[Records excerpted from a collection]
····················
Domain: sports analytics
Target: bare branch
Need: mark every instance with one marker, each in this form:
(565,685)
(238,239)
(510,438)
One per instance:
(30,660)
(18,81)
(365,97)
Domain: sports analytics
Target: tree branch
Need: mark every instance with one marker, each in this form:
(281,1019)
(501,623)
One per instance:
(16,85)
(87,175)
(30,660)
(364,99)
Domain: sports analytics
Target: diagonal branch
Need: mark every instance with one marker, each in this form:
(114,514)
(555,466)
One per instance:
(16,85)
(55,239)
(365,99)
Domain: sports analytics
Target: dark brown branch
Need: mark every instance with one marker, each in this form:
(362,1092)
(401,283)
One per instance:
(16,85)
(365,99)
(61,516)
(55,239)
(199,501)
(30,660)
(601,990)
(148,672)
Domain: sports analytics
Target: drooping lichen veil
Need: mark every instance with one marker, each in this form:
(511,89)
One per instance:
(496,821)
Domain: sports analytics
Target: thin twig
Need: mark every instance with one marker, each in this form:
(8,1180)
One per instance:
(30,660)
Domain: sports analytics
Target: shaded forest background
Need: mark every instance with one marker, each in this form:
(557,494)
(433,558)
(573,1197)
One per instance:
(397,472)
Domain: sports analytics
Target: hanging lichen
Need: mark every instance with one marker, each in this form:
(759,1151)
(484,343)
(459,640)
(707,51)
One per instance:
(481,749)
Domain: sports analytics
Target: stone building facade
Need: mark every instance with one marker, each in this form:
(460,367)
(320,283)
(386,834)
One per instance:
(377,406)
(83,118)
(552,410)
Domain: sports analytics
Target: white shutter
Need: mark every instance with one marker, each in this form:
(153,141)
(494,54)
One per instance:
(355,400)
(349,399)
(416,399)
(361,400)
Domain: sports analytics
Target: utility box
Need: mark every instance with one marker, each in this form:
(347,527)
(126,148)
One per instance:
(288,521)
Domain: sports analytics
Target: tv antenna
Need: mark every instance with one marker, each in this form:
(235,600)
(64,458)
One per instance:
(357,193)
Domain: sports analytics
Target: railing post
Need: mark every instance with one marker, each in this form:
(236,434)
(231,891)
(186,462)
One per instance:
····················
Reproduce every entry shown above, precisely as it stands.

WORKED SOLUTION:
Domain: sports analytics
Target: bare branch
Need: mark every instance with one marker, each in this form:
(565,685)
(238,239)
(510,438)
One per instance:
(30,660)
(18,81)
(365,97)
Domain: sports analytics
Target: tree branch
Need: mark every instance with one marker, each in this form:
(281,1019)
(501,623)
One per instance:
(16,85)
(87,175)
(30,660)
(364,99)
Domain: sports analytics
Target: diagonal branch
Need: mark every instance with one marker, each in this form:
(114,514)
(555,466)
One per instance:
(16,85)
(55,239)
(365,99)
Domain: sports analytics
Target: dark brown branch
Need: mark every instance with one marker, each in this form:
(362,1092)
(401,283)
One per instance:
(16,85)
(365,99)
(61,516)
(55,239)
(199,501)
(30,660)
(601,990)
(148,672)
Domain: sports analytics
Target: drooping lichen veil
Need: mark every instance with one marker, each in this form:
(511,89)
One per instance:
(496,821)
Domain: sports analytics
Target: thin twig
Need: mark every instance with one marker, each in this form:
(8,1180)
One per instance:
(30,660)
Domain: sports analytics
Target: shaded forest background
Need: mark every instance with one marker, each in this form:
(557,494)
(433,558)
(573,1197)
One per instance:
(397,472)
Domain: sports analytics
Target: hanging lichen
Need: mark every instance with one marker, each in this form:
(759,1151)
(484,343)
(459,640)
(707,51)
One per instance:
(481,749)
Domain: sports analytics
Target: stone building facade
Need: mark every instance with one marker, each in this form:
(460,367)
(320,283)
(386,834)
One per instance:
(377,406)
(83,118)
(552,410)
Domain: sports analytics
Target: white shutter
Need: mark every instance with one marker, each in this form:
(153,141)
(494,54)
One per instance:
(355,400)
(349,399)
(416,399)
(361,400)
Domain: sports analytics
Target: utility box
Need: mark every instance with one marker, each in this form:
(347,527)
(126,148)
One per instance:
(288,521)
Domain: sports analytics
Target: tv antenna
Need: mark every instance with one marker, each in this form:
(235,600)
(64,458)
One per instance:
(357,193)
Domain: sports analytics
Target: railing post
Need: mark every instance with one marker, each in this form:
(236,434)
(231,891)
(186,462)
One per instance:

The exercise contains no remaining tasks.